__Document extract__

Cc: Linux Memory Management <linux-mm@kvack.org>
Cc: Linux Filesystems <linux-fsdevel@vger.kernel.org>
Signed-off-by: Nick Piggin <npiggin@suse.de>
mm/filemap.c | 36 +++++--------------
mm/filemap.h | 104 +++++++++++++++++++++++++++----------------------------
mm/filemap_xip.c | 17 +++-----
3 files changed, 69 insertions(+), 88 deletions(-)
Index: linux-2.6/mm/filemap.h
===================================================================
--- linux-2.6.orig/mm/filemap.h
+++ linux-2.6/mm/filemap.h
@@ -22,82 +22,82 @@ __filemap_copy_from_user_iovec_inatomic(
/*
* Copy as much as we can into the page and return the number of bytes which
- * were sucessfully copied. If a fault is encountered then clear the page
- * out to (offset+bytes) and return the number of bytes which were copied.
- *
- * NOTE: For this to work reliably we really want copy_from_user_inatomic_nocache
- * to *NOT* zero any tail of the buffer that it failed to copy. If it does,
- * and if the following non-atomic copy succeeds, then there is a small window
- * where the target page contains neither the data before the write, nor the
- * data after the write (it contains zero). A read at this time will see
- * data that is inconsistent with any ordering of the read and the write.
- * (This has been detected in practice).
+ * were sucessfully copied. If a fault is encountered then return the number of
+ * bytes which were copied.
*/
static inline size_t
-filemap_copy_from_user(struct page *page, unsigned long offset,
- const char __user *buf, unsigned bytes)
+filemap_copy_from_user_atomic(struct page *page, unsigned long offset,
+ const struct iovec *iov, unsigned long nr_segs,
+ size_t base, size_t bytes)
{
char *kaddr;
- int left;
+ size_t copied;
kaddr = kmap_atomic(page, KM_USER0);
- left = __copy_from_user_inatomic_nocache(kaddr + offset, buf, bytes);
+ if (likely(nr_segs == 1)) {
+ int left;
+ char __user *buf = iov->iov_base + base;
+ left = __copy_from_user_inatomic_nocache(kaddr + offset,
+ buf, bytes);
+ copied = bytes - left;
+ } else {
+ copied = __filemap_copy_from_user_iovec_inatomic(kaddr + offset,
+ iov, base, bytes);
+ }
kunmap_atomic(kaddr, KM_USER0);
- if (left != 0) {
- /* Do it the slow way */
- kaddr = kmap(page);
- left = __copy_from_user_nocache(kaddr + offset, buf, bytes);
- kunmap(page);
- }
- return bytes - left;
+ return copied;
}
/*
- * This has the same sideeffects and return value as filemap_copy_from_user().

__Work instructions__
a) Output, word for word, the portion of the filemap patch that opens with the words containing "- * (This has" and closes with "char __user *buf, unsigned bytes)".
b) According to the filemap patch summary, how many files were changed, and how many insertions and deletions were made?
c) Supply the next part of the filemap patch, starting after its final line.

Named-object pointing records
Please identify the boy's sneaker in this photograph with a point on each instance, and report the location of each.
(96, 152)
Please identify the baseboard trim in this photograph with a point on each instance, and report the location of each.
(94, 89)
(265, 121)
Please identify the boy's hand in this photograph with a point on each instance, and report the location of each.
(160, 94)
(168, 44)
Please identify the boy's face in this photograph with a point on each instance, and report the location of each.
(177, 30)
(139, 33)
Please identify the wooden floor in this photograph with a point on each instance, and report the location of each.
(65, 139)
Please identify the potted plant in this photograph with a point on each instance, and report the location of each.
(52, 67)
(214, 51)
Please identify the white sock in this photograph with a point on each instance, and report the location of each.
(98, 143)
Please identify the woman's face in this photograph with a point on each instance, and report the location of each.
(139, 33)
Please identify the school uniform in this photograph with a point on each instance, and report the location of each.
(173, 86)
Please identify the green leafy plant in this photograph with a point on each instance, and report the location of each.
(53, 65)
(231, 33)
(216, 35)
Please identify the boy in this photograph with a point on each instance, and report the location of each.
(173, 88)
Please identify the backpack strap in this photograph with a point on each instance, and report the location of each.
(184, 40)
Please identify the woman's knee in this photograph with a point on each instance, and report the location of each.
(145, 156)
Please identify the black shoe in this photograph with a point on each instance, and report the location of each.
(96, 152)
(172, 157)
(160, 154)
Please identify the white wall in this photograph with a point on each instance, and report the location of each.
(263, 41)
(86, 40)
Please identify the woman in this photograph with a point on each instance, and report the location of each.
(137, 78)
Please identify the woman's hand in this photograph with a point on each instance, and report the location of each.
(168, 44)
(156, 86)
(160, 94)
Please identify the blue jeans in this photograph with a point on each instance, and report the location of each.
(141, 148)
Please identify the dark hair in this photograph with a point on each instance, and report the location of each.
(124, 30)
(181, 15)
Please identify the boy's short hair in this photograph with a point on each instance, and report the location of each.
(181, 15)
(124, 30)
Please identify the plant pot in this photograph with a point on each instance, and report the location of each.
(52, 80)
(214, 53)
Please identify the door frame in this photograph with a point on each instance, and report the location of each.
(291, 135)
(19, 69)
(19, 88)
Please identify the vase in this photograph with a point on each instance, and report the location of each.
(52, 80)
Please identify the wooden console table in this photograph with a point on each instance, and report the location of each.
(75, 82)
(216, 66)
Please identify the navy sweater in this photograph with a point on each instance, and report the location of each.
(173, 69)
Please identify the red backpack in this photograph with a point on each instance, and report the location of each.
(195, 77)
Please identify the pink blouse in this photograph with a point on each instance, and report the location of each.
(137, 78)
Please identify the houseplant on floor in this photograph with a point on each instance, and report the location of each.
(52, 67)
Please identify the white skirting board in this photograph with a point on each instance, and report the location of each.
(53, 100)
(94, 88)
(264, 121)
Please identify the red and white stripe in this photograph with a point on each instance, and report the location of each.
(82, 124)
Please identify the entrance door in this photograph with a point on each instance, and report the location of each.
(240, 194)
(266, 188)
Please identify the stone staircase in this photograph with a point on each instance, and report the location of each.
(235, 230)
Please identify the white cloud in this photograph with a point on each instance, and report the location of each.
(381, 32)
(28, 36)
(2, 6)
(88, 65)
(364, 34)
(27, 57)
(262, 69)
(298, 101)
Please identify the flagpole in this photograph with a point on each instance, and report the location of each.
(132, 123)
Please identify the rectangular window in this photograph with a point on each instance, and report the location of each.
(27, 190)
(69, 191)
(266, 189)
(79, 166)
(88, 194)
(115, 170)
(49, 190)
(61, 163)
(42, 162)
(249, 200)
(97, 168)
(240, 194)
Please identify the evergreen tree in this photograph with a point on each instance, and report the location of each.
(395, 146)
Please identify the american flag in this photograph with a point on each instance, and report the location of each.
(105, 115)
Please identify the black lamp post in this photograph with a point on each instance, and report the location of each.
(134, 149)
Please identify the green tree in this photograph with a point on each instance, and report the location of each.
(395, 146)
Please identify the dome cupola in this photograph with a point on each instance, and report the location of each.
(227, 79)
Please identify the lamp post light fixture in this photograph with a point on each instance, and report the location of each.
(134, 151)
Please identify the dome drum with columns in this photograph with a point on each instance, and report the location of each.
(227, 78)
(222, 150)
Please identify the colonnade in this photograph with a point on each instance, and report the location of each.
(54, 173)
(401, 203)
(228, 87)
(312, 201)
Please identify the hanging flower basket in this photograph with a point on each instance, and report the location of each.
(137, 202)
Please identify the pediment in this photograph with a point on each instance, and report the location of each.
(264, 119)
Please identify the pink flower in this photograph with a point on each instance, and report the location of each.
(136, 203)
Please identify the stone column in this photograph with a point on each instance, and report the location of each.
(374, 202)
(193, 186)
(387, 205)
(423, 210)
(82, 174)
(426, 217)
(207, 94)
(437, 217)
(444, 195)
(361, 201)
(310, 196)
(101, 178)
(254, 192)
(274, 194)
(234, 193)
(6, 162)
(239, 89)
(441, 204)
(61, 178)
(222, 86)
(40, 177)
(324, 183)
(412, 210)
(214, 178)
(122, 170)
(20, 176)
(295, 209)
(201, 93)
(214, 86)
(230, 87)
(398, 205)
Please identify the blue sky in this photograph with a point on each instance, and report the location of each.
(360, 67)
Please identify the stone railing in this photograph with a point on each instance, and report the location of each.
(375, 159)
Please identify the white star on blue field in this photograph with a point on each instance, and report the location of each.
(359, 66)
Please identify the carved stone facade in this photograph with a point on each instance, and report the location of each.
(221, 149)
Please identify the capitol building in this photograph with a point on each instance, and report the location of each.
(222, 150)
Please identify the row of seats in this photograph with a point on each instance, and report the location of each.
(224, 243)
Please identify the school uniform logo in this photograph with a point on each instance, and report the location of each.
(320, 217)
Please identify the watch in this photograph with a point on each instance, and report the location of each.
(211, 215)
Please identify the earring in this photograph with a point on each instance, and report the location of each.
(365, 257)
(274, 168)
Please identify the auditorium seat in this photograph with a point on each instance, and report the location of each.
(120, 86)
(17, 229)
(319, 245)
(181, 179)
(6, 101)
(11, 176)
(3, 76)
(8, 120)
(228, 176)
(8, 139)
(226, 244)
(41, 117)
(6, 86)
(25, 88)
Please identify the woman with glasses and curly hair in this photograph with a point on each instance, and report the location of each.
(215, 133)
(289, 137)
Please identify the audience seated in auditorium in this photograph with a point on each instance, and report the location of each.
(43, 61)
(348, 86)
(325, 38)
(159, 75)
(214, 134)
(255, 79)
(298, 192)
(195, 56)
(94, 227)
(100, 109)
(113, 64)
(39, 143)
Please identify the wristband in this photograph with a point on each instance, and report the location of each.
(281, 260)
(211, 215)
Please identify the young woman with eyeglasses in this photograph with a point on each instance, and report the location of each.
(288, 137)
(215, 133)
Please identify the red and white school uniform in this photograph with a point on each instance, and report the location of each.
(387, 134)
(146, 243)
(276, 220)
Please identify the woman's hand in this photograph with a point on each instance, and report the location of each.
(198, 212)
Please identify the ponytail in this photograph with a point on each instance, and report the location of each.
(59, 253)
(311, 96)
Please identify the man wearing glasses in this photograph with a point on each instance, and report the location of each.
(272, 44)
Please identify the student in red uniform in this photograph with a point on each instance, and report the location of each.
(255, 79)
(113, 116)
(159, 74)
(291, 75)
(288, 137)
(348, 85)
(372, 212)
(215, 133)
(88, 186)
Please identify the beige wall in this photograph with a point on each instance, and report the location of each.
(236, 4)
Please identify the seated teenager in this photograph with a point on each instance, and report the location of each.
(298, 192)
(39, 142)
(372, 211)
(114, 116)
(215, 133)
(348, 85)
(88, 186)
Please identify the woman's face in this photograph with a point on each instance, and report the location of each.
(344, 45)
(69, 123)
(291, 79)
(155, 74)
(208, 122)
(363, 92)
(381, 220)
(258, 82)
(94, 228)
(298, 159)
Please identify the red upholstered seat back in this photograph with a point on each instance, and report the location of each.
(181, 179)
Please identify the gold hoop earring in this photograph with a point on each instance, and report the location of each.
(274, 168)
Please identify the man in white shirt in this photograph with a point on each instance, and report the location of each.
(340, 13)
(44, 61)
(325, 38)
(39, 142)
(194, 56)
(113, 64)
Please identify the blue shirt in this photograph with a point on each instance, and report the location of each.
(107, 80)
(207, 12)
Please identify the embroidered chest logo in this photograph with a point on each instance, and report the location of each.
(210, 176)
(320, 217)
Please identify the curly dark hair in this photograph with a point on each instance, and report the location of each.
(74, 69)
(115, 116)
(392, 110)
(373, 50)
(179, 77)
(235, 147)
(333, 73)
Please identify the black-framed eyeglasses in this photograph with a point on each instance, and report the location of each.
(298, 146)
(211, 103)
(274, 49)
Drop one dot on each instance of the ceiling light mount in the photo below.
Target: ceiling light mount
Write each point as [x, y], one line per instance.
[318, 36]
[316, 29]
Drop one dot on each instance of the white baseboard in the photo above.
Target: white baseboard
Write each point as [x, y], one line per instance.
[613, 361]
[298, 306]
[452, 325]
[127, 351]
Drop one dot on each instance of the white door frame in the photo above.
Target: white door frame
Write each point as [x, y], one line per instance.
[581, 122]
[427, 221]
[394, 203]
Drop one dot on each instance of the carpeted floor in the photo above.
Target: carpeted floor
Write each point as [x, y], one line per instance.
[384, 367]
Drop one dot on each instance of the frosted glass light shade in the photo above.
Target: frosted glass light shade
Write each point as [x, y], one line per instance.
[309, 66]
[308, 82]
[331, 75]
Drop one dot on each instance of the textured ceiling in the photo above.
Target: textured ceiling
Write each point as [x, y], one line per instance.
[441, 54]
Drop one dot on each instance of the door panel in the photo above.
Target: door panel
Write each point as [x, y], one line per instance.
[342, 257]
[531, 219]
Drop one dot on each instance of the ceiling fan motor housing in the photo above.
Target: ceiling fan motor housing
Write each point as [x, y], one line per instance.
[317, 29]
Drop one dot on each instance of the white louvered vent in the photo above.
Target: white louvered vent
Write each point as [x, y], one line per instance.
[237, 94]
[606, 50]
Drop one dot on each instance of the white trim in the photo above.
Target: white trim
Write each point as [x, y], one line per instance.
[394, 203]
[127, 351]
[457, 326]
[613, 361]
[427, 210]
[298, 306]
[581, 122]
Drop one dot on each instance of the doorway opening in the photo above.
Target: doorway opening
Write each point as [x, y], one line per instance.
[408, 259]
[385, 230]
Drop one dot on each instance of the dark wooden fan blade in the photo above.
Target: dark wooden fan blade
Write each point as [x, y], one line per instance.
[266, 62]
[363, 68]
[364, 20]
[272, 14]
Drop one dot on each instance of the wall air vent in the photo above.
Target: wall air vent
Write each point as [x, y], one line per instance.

__Responses by task__
a)
- * (This has been detected in practice).
+ * were sucessfully copied. If a fault is encountered then return the number of
+ * bytes which were copied.
*/
static inline size_t
-filemap_copy_from_user(struct page *page, unsigned long offset,
- const char __user *buf, unsigned bytes)

b) Three files were changed, with 69 insertions and 88 deletions.

c)
- * The difference is that on a fault we need to memset the remainder of the
- * page (out to offset+bytes), to emulate filemap_copy_from_user()'s
- * single-segment behaviour.
+ * This has the same sideeffects and return value as
+ * filemap_copy_from_user_atomic().
+ * The difference is that it attempts to resolve faults.
*/
static inline size_t
-filemap_copy_from_user_iovec(struct page *page, unsigned long offset,
- const struct iovec *iov, size_t base, size_t bytes)
+filemap_copy_from_user(struct page *page, unsigned long offset,
+ const struct iovec *iov, unsigned long nr_segs,
+ size_t base, size_t bytes)
{
char *kaddr;
size_t copied;
- kaddr = kmap_atomic(page, KM_USER0);
- copied = __filemap_copy_from_user_iovec_inatomic(kaddr + offset, iov,
- base, bytes);
- kunmap_atomic(kaddr, KM_USER0);
- if (copied != bytes) {
- kaddr = kmap(page);
- copied = __filemap_copy_from_user_iovec_inatomic(kaddr + offset, iov,
- base, bytes);
- if (bytes - copied)
- memset(kaddr + offset + copied, 0, bytes - copied);
- kunmap(page);
+ kaddr = kmap(page);
+ if (likely(nr_segs == 1)) {
+ int left;
+ char __user *buf = iov->iov_base + base;
+ left = __copy_from_user_nocache(kaddr + offset, buf, bytes);
+ copied = bytes - left;
+ } else {
+ copied = __filemap_copy_from_user_iovec_inatomic(kaddr + offset,
+ iov, base, bytes);
}
+ kunmap(page);
return copied;
}
static inline void
-filemap_set_next_iovec(const struct iovec **iovp, size_t *basep, size_t bytes)
+filemap_set_next_iovec(const struct iovec **iovp, unsigned long nr_segs,
+ size_t *basep, size_t bytes)
{
- const struct iovec *iov = *iovp;
- size_t base = *basep;
-
- while (bytes) {
- int copy = min(bytes, iov->iov_len - base);
-
- bytes -= copy;
- base += copy;
- if (iov->iov_len == base) {
- iov++;
- base = 0;
+ if (likely(nr_segs == 1)) {
+ *basep += bytes;
+ } else {
+ const struct iovec *iov = *iovp;
+ size_t base = *basep;
+
+ while (bytes) {
+ int copy = min(bytes, iov->iov_len - base);
+
+ bytes -= copy;
+ base += copy;
+ if (iov->iov_len == base) {
+ iov++;
+ base = 0;
+ }
}
+ *iovp = iov;
+ *basep = base;
}
- *iovp = iov;
- *basep = base;
}
#endif
Index: linux-2.6/mm/filemap.c
===================================================================
--- linux-2.6.orig/mm/filemap.c
+++ linux-2.6/mm/filemap.c
@@ -1886,12 +1886,7 @@ generic_file_buffered_write(struct kiocb
/*
* handle partial DIO write. Adjust cur_iov if needed.
*/
- if (likely(nr_segs == 1))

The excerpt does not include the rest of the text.